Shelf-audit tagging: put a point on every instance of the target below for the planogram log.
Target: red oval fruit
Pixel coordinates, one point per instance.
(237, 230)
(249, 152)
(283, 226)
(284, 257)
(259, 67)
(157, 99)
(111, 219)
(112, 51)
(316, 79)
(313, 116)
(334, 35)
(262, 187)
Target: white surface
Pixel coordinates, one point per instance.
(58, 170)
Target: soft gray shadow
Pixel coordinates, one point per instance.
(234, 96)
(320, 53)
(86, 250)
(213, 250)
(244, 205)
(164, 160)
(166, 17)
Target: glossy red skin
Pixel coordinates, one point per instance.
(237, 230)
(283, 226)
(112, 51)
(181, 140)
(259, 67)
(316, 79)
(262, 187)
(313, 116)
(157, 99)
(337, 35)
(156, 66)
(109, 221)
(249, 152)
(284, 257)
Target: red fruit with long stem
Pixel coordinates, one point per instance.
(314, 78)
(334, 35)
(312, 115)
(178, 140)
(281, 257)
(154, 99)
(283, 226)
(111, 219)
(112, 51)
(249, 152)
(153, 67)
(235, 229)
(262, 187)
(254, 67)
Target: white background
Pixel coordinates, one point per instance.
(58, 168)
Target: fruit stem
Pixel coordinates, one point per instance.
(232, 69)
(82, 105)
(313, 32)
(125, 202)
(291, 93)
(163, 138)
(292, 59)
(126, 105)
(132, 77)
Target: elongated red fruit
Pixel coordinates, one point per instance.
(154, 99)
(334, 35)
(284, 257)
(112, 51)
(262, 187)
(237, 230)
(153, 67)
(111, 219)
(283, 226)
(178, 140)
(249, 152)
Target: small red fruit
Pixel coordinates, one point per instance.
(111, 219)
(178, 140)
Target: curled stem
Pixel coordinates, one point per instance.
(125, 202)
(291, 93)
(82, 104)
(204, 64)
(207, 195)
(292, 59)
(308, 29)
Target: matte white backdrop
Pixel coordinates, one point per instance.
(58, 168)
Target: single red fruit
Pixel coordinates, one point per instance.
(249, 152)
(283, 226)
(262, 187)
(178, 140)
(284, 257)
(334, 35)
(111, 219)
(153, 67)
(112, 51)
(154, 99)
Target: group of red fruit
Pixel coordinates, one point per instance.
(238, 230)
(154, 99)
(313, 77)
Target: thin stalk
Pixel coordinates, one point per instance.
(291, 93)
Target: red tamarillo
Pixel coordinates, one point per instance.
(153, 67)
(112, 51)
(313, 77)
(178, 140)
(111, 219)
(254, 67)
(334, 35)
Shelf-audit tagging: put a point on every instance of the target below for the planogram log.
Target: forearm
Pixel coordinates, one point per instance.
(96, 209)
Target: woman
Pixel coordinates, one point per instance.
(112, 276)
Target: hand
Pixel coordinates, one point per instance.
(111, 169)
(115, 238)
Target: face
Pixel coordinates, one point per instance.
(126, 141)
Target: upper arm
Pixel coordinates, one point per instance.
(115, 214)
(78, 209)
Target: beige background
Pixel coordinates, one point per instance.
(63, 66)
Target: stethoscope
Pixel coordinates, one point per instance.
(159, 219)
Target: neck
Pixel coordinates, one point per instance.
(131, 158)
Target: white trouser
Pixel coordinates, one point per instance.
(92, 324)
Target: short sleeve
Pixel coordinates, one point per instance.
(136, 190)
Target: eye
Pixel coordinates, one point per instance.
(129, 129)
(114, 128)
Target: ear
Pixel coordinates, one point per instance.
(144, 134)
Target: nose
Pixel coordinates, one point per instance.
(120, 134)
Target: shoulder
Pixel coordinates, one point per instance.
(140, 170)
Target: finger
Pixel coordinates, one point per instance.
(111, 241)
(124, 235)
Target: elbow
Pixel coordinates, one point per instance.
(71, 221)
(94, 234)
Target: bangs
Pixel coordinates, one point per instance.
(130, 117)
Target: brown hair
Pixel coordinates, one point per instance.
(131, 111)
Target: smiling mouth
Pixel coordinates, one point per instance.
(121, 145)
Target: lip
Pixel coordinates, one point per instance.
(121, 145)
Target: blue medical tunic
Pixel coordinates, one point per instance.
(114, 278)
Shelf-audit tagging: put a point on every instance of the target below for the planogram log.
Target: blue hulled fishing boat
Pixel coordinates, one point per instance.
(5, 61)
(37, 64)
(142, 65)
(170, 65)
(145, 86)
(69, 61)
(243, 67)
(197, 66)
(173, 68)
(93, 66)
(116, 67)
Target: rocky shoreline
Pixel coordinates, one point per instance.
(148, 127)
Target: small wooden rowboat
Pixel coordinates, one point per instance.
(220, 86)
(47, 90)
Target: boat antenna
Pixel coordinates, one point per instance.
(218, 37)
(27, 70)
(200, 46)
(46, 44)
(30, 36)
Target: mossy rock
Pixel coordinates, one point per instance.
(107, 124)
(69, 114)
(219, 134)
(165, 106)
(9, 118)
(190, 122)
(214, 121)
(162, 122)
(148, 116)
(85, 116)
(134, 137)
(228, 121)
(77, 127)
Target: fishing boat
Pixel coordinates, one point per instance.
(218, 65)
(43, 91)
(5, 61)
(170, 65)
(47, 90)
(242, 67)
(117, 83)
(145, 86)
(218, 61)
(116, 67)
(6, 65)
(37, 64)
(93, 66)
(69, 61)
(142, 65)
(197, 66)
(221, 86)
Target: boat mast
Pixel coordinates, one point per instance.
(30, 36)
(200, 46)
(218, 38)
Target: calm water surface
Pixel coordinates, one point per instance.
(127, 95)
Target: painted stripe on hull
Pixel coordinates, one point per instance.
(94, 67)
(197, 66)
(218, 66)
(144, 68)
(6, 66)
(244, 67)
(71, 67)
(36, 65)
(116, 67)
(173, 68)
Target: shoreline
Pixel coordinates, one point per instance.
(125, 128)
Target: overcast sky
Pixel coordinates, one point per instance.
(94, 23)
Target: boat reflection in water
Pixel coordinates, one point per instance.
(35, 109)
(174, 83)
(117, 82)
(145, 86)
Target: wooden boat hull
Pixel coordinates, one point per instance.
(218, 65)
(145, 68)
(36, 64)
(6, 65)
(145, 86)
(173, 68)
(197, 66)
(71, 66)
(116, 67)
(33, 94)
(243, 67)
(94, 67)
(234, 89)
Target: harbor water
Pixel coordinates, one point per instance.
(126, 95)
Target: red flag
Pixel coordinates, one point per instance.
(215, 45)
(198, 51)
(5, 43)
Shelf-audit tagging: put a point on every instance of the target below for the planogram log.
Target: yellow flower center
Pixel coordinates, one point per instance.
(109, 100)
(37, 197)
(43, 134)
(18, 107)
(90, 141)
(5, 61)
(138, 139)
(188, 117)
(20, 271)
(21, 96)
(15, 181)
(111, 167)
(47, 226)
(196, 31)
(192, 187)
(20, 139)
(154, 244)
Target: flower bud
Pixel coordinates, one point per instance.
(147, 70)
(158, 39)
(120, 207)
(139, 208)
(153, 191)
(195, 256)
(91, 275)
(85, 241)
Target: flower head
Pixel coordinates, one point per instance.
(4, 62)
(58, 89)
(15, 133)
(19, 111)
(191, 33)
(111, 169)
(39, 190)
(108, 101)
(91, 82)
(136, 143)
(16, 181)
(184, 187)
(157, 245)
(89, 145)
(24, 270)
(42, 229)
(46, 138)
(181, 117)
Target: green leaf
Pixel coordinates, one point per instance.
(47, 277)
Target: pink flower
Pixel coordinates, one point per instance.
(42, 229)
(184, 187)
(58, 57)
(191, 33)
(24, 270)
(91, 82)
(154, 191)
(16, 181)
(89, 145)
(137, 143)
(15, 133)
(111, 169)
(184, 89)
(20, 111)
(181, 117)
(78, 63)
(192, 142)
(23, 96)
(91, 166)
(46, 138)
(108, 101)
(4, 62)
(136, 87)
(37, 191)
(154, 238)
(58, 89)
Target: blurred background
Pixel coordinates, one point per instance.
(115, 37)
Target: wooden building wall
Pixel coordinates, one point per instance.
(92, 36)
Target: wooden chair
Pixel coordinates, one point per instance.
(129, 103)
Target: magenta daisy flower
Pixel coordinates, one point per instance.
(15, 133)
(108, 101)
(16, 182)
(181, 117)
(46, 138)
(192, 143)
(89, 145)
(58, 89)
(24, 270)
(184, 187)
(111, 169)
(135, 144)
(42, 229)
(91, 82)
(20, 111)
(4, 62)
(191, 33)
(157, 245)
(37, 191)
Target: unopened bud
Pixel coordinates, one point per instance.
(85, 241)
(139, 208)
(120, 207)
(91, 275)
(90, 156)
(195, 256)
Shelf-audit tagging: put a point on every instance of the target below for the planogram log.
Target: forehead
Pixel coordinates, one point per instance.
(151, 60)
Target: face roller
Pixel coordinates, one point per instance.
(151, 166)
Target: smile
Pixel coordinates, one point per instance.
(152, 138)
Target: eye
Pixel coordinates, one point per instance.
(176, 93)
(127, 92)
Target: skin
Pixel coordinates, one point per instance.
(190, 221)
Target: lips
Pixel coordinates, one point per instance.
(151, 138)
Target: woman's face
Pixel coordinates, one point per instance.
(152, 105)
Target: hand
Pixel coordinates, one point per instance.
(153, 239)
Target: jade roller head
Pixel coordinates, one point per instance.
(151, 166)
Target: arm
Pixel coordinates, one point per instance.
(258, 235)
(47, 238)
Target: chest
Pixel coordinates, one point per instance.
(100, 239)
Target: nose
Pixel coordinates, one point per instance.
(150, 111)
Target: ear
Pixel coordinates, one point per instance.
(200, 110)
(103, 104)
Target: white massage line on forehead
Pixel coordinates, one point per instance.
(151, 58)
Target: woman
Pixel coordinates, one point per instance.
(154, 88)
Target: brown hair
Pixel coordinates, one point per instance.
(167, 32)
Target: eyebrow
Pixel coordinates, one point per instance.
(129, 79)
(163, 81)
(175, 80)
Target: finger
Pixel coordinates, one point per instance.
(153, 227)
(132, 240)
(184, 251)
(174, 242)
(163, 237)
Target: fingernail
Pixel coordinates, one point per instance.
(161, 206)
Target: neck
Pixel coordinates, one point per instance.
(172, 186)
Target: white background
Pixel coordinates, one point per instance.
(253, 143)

_ _ _ _ _

## Problem details
Repeat only what runs from the line holding "Target: face roller" to the end of the data, keeping every line exactly as written, first and last included.

## Exercise response
Target: face roller
Pixel coordinates, one point per instance.
(151, 166)
Target: smile
Pixel coordinates, one point per instance.
(152, 138)
Target: eye
Pixel coordinates, one point per instance.
(176, 93)
(127, 92)
Target: skin
Pixel coordinates, one point per instance.
(190, 221)
Target: lips
Pixel coordinates, one point per instance.
(151, 138)
Target: woman's face
Pixel coordinates, one point per instance.
(152, 105)
Target: hand
Pixel coordinates, one point per instance.
(153, 239)
Target: jade roller head
Pixel coordinates, one point per instance.
(151, 166)
Target: arm
Pixel coordinates, one point per instance.
(258, 235)
(47, 238)
Target: chest
Pixel coordinates, one point per instance.
(100, 239)
Target: nose
Pixel coordinates, one point per instance.
(150, 111)
Target: ear
Pixel coordinates, one point per instance.
(200, 110)
(103, 104)
Target: white massage line on forehead
Pixel coordinates, one point per instance.
(151, 58)
Target: woman
Pixel coordinates, one point per instance.
(154, 88)
Target: brown hair
Pixel coordinates, one point per instance.
(167, 32)
Target: eyebrow
Pixel coordinates, one point per instance.
(129, 79)
(163, 81)
(175, 80)
Target: finger
Pixel coordinates, one point per instance.
(153, 227)
(132, 240)
(184, 251)
(174, 242)
(163, 237)
Target: fingernail
Pixel coordinates, one point per instance.
(161, 206)
Target: neck
Pixel coordinates, one point per instance.
(172, 186)
Target: white background
Pixel coordinates, one point per instance.
(253, 143)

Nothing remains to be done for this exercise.